◆ TEXTE À ANALYSER:
+ + +

EDITO
La tragédie syrienne entre information et propagande
On ne peut réfléchir de façon pertinente et efficace à ce qui se passe en Syrie si on se trompe dans l’identification du vrai problème. Dans les pays occidentaux en général, et en France en particulier, on nous répète : « Assad, un tyran sanguinaire qui massacre son peuple » … Certains vont encore plus loin : « Assad poursuit le génocide de son peuple ». Les auteurs de ce diagnostic définitif sont soit des personnes de bonne foi mais qui se trompent, soit des vecteurs d’une propagande qui ne connait plus de limite, comme en dictature. De quoi s’agit-il en Syrie ?
C’est une guerre civile dont les caractéristiques principales sont l’implosion d’un État et d’un peuple, ce qui favorise les ingérences étrangères donc le grand nombre d’acteurs, ayant des intérêts et des buts de guerre souvent antagonistes.

+ + +

◆ EXTRAITS DES DONNÉES:
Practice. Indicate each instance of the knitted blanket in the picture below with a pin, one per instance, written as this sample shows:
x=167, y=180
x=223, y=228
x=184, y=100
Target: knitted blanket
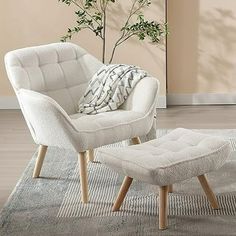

+ + +

◆ VOTRE CONSIGNE: Traduisez en anglais cette phrase de l’éditorial sur la Syrie : « On ne peut réfléchir de façon pertinente et efficace à ce qui se passe en Syrie si on se trompe dans l’identification du vrai problème. »

◆ CORRIGÉ: One cannot think relevantly and effectively about what is happening in Syria if one is mistaken in identifying the real problem.